■ **DO THIS**
Copy out only the records from the line containing "If you would be willing to indicate the dead standing" through the end of the records, requests included, and add 101 to every pixel coordinate in the answers.

--- --- ---

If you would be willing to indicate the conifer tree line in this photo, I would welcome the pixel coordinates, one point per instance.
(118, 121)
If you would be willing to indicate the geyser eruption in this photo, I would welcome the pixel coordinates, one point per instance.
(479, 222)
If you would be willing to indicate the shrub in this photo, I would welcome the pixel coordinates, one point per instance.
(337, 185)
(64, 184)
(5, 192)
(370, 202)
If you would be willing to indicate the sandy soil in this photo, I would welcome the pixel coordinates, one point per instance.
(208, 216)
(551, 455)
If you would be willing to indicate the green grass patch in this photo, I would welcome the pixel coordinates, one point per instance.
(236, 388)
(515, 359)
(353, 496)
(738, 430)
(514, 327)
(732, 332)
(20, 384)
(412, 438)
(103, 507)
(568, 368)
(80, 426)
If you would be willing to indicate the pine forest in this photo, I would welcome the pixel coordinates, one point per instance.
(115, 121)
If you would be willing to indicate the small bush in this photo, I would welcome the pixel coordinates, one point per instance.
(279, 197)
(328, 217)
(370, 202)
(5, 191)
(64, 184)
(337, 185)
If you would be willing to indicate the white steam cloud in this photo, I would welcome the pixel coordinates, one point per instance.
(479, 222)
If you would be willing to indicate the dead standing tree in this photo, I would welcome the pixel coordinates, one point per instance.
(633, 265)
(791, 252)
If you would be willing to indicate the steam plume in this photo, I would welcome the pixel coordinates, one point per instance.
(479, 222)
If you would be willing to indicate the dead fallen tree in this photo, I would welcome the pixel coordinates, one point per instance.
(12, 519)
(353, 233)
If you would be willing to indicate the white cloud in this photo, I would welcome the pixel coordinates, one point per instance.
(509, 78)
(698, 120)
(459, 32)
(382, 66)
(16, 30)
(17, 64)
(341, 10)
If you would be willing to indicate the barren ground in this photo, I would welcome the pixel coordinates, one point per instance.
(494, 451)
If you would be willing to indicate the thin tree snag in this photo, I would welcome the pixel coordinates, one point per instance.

--- --- ---

■ **SOLUTION FOR THIS EXERCISE**
If you would be willing to indicate the dead standing tree in this photo, I would welcome the pixel coordinates, one point per instance.
(734, 366)
(892, 353)
If you would be willing to indicate the steam plume in this photo, I would welcome the pixel coordinates, one point per instance.
(580, 323)
If you would be willing to indicate the dead fallen tree in this photo, I would welcome the pixel coordinates, one point per instance.
(113, 620)
(454, 334)
If you would be willing to indicate the white cloud in this photo, I would welcome the pixel coordinates, one point per instance.
(610, 179)
(799, 221)
(560, 133)
(483, 167)
(117, 131)
(118, 165)
(442, 111)
If you would be willing to indicate the barren ground in this photo, I would welcome the pixel coordinates, one point per instance.
(595, 552)
If you would be willing to indicate the thin tree snag in this photo, I would welcome the pixel coordinates, one point per instance.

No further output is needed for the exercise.